Your instructions ▸
Your job is to copy all the entries precisely as they stand.

---- Data for this task

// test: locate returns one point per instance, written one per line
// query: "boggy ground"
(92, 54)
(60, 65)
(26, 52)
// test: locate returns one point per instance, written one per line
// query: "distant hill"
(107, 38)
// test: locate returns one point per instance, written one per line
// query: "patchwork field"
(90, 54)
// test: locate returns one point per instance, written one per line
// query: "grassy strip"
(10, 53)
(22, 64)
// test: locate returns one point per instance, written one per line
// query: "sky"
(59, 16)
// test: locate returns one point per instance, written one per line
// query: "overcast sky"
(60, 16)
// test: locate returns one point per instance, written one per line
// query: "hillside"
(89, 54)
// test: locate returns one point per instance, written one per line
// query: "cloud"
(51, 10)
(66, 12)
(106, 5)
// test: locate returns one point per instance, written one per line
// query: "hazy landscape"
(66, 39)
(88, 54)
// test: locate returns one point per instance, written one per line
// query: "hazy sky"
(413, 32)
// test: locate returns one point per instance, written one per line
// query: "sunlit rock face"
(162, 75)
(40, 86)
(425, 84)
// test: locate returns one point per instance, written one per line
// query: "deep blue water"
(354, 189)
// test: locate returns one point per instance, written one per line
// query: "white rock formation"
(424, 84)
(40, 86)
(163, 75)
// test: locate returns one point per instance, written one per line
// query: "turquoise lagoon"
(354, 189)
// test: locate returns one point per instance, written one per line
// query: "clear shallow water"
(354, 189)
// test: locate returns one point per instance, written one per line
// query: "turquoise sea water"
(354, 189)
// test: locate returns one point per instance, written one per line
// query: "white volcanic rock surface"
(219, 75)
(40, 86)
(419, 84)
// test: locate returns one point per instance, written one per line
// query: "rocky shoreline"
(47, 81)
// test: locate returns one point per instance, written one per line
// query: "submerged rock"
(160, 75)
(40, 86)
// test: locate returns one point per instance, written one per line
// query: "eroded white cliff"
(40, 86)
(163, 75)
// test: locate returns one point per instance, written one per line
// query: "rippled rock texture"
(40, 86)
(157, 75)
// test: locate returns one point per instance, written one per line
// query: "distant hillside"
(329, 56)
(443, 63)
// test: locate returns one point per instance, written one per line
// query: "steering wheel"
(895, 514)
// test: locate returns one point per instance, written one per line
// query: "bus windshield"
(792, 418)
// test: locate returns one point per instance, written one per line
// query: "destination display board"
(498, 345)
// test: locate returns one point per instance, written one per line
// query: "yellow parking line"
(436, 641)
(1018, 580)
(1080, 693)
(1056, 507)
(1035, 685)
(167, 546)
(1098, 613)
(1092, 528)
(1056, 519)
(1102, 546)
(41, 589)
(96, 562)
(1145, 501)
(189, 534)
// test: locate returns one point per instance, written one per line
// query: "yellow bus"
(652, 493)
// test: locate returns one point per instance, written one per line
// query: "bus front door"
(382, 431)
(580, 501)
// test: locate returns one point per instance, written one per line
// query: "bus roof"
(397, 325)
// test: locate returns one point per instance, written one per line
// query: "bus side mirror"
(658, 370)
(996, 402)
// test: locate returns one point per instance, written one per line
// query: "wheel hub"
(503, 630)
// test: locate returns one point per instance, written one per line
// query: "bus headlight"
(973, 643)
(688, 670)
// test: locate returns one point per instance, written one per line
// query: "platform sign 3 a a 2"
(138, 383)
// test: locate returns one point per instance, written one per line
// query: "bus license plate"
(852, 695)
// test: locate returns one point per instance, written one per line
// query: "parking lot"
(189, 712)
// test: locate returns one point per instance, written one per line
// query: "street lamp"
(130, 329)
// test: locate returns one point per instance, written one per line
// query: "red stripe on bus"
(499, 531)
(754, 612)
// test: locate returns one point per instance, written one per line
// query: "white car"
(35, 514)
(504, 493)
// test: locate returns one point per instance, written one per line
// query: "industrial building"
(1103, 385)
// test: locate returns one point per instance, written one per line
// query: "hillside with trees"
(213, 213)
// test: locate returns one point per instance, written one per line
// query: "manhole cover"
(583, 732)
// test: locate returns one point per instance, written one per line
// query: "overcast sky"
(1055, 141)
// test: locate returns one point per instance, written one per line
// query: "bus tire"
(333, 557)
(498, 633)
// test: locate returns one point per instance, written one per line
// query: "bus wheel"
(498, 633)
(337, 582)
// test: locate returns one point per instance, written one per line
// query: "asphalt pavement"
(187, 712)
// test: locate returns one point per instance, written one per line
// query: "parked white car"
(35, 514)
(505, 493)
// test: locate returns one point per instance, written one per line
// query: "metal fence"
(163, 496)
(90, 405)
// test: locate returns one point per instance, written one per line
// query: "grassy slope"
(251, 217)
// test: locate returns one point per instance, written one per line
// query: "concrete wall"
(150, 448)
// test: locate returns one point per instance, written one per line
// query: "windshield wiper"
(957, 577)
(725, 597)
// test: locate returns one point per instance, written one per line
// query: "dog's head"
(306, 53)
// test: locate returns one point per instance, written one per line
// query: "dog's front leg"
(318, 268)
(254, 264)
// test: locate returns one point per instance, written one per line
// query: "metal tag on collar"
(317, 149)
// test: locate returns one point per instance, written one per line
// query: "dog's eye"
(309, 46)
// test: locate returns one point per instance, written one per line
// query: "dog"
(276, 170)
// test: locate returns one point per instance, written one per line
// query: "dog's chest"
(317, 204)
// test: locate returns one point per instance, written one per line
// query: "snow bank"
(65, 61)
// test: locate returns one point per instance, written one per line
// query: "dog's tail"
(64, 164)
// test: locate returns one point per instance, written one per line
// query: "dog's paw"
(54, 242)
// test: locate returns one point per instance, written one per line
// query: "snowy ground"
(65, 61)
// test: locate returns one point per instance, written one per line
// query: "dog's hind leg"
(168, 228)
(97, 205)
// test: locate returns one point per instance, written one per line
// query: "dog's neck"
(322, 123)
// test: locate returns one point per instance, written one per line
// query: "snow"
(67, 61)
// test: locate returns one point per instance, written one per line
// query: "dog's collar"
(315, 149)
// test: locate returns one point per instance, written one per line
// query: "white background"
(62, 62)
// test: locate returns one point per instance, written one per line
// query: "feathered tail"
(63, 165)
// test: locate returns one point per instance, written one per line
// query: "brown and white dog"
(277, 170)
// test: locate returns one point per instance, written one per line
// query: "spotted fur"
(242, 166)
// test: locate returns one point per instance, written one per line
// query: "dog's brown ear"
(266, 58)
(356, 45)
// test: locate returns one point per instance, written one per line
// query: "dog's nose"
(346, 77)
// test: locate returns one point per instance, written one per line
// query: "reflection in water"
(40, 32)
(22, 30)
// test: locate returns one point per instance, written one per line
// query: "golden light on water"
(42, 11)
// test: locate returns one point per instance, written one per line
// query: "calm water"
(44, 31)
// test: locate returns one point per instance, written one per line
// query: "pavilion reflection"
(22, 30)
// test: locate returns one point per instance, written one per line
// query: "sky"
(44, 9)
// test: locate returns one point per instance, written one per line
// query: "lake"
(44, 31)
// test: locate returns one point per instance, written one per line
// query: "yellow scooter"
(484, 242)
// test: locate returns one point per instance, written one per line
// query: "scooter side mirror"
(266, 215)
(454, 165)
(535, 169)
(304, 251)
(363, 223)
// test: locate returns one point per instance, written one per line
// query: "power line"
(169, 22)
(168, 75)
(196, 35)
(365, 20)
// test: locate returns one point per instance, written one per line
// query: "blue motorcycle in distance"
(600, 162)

--------

Result ▸
// test: locate returns one point per instance, written one per line
// query: "boggy ground"
(92, 54)
(60, 65)
(26, 52)
// test: locate returns one point per instance, written one per line
// query: "distant hill"
(107, 38)
// test: locate returns one point per instance, written one per line
// query: "patchwork field"
(90, 54)
// test: locate returns one point per instance, written one per line
// query: "grassy strip"
(10, 53)
(22, 64)
// test: locate returns one point per instance, written one per line
// query: "sky"
(59, 16)
// test: locate returns one point per instance, written one per line
// query: "overcast sky"
(60, 16)
// test: locate returns one point per instance, written one per line
// query: "hillside"
(89, 54)
// test: locate returns one point per instance, written one per line
// query: "cloud"
(51, 10)
(66, 12)
(106, 5)
// test: locate returns one point per instance, written one per line
// query: "hazy landscape"
(66, 39)
(88, 54)
// test: locate returns one point per instance, written one per line
// query: "hazy sky"
(413, 32)
// test: locate returns one point per instance, written one per line
// query: "sunlit rock face"
(162, 75)
(40, 86)
(425, 84)
// test: locate returns one point per instance, written one per line
// query: "deep blue water"
(354, 189)
// test: locate returns one point per instance, written one per line
// query: "white rock formation"
(424, 84)
(40, 86)
(163, 75)
// test: locate returns one point per instance, written one per line
// query: "turquoise lagoon"
(354, 189)
// test: locate returns one point per instance, written one per line
// query: "clear shallow water"
(354, 189)
// test: locate returns one point per instance, written one per line
// query: "turquoise sea water"
(354, 189)
// test: locate returns one point per instance, written one per line
// query: "white volcanic rock surface"
(219, 75)
(40, 86)
(419, 84)
// test: locate returns one point per instance, written one per line
// query: "rocky shoreline"
(47, 81)
// test: locate returns one point per instance, written one per line
// query: "submerged rock"
(160, 75)
(40, 86)
// test: locate returns one point per instance, written one per line
// query: "eroded white cliff"
(40, 86)
(163, 75)
// test: locate returns one point per instance, written one per line
// query: "rippled rock texture"
(40, 86)
(157, 75)
// test: locate returns one point per instance, written one per line
// query: "distant hillside"
(329, 56)
(443, 63)
// test: locate returns one point per instance, written one per line
// query: "steering wheel"
(895, 514)
// test: locate returns one point per instance, written one per line
// query: "bus windshield"
(792, 418)
// test: locate returns one point per instance, written one per line
// query: "destination display board"
(498, 345)
// test: locate returns one point per instance, written one per line
// query: "yellow parking line"
(436, 641)
(1018, 580)
(1080, 693)
(1056, 507)
(1035, 685)
(167, 546)
(1098, 613)
(1092, 528)
(1056, 519)
(1102, 546)
(41, 589)
(96, 562)
(1145, 501)
(189, 534)
// test: locate returns one point per instance, written one per line
// query: "yellow bus"
(652, 493)
// test: locate returns one point per instance, written one per line
// query: "bus front door"
(382, 431)
(580, 501)
// test: locate returns one point per instance, written one per line
// query: "bus roof"
(397, 325)
// test: locate returns one point per instance, written one per line
// query: "bus side mirror"
(658, 370)
(996, 402)
// test: locate returns one point per instance, written one per line
// query: "wheel hub"
(503, 630)
// test: locate returns one point per instance, written one per line
// query: "bus headlight"
(973, 643)
(688, 670)
// test: locate returns one point per instance, written one per line
// query: "platform sign 3 a a 2"
(138, 383)
// test: locate returns one point per instance, written one per line
// query: "bus license plate"
(852, 695)
// test: locate returns one point per instance, written one per line
// query: "parking lot"
(189, 712)
// test: locate returns one point per instance, written one per line
// query: "street lamp"
(130, 329)
// test: locate returns one point per instance, written one per line
// query: "red stripe on bus"
(499, 531)
(754, 612)
// test: locate returns one point per instance, written one per line
// query: "white car"
(35, 514)
(504, 493)
// test: locate returns one point per instance, written one per line
// query: "industrial building"
(1103, 385)
// test: locate returns one point per instance, written one per line
// query: "hillside with trees"
(213, 213)
// test: locate returns one point per instance, written one per line
// query: "manhole cover"
(583, 732)
// test: locate returns one point per instance, written one per line
// query: "overcast sky"
(1055, 141)
// test: locate returns one point per instance, written one per line
// query: "bus tire"
(333, 557)
(498, 633)
// test: locate returns one point per instance, written one per line
// query: "bus wheel"
(498, 633)
(337, 582)
// test: locate returns one point per instance, written one per line
// query: "asphalt pavement"
(187, 712)
// test: locate returns one point per instance, written one per line
// query: "parked white car"
(35, 514)
(505, 493)
// test: locate returns one point per instance, written one per line
// query: "metal fence"
(163, 496)
(90, 405)
// test: locate returns one point per instance, written one per line
// query: "grassy slope"
(251, 217)
// test: locate returns one point per instance, written one per line
// query: "concrete wall"
(150, 448)
// test: locate returns one point per instance, written one per line
// query: "windshield wiper"
(957, 577)
(725, 597)
// test: locate returns one point per instance, written one per line
// query: "dog's head"
(306, 53)
// test: locate returns one point per instance, written one per line
// query: "dog's front leg"
(318, 268)
(254, 264)
// test: locate returns one point per instance, written one per line
// query: "metal tag on collar"
(317, 149)
// test: locate returns one point per instance, written one per line
// query: "dog's eye"
(309, 46)
// test: locate returns one point per instance, written one per line
// query: "dog"
(276, 170)
// test: locate returns one point per instance, written one per line
// query: "dog's chest"
(317, 204)
// test: locate returns one point per instance, written one per line
// query: "snow bank"
(65, 61)
// test: locate returns one point per instance, written one per line
// query: "dog's tail"
(64, 164)
// test: locate returns one point per instance, written one per line
// query: "dog's paw"
(54, 242)
// test: locate returns one point per instance, written one per line
// query: "snowy ground"
(65, 61)
// test: locate returns one point per instance, written one per line
// query: "dog's hind leg"
(168, 228)
(97, 205)
// test: locate returns one point per instance, written one per line
// query: "dog's neck"
(322, 123)
// test: locate returns one point per instance, written one per line
// query: "snow"
(67, 61)
// test: locate returns one point per instance, written one per line
// query: "dog's collar"
(315, 149)
// test: locate returns one point per instance, written one per line
// query: "white background"
(62, 62)
// test: locate returns one point per instance, written one per line
// query: "feathered tail"
(63, 165)
// test: locate returns one point per instance, written one per line
// query: "brown and white dog"
(277, 170)
// test: locate returns one point per instance, written one per line
// query: "spotted fur"
(242, 166)
// test: locate returns one point per instance, written one per line
// query: "dog's brown ear"
(266, 58)
(356, 45)
// test: locate returns one point per instance, written one per line
// query: "dog's nose"
(346, 77)
// test: locate returns one point per instance, written one per line
// query: "reflection in water"
(40, 32)
(22, 30)
// test: locate returns one point per instance, written one per line
// query: "golden light on water"
(42, 11)
// test: locate returns one point per instance, written one per line
// query: "calm water"
(44, 31)
// test: locate returns one point per instance, written one per line
// query: "pavilion reflection"
(22, 30)
// test: locate returns one point per instance, written one per line
// query: "sky"
(44, 9)
// test: locate returns one point per instance, written one per line
// query: "lake"
(44, 31)
// test: locate returns one point per instance, written one per line
// query: "yellow scooter"
(484, 242)
// test: locate returns one point per instance, written one per line
// query: "scooter side mirror"
(266, 215)
(454, 165)
(535, 169)
(304, 251)
(363, 223)
// test: locate returns one point per instance, written one per line
// query: "power line"
(169, 22)
(168, 75)
(196, 35)
(365, 20)
// test: locate returns one point per instance, written one per line
// query: "blue motorcycle in distance"
(600, 162)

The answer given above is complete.